Start of Block

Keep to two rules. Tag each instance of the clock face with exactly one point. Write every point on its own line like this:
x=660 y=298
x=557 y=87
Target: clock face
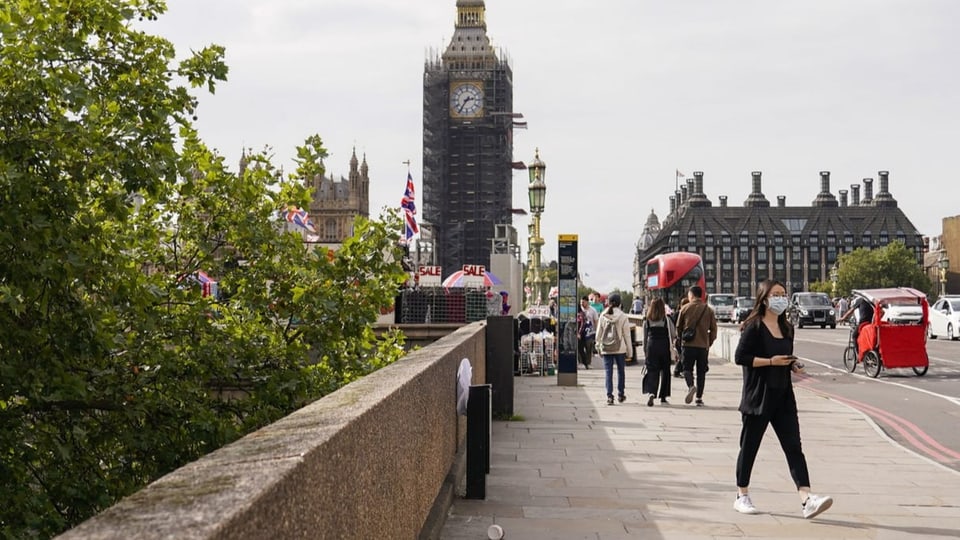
x=466 y=100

End of Block

* WHAT YOU NEED TO DO
Copy out each record shown above without alteration, skipping any picture.

* EXERCISE ANSWER
Keep to two rules. Tag each instance of the clock face with exactly one point. Write every point on its own line like this:
x=660 y=298
x=557 y=87
Target: clock face
x=466 y=100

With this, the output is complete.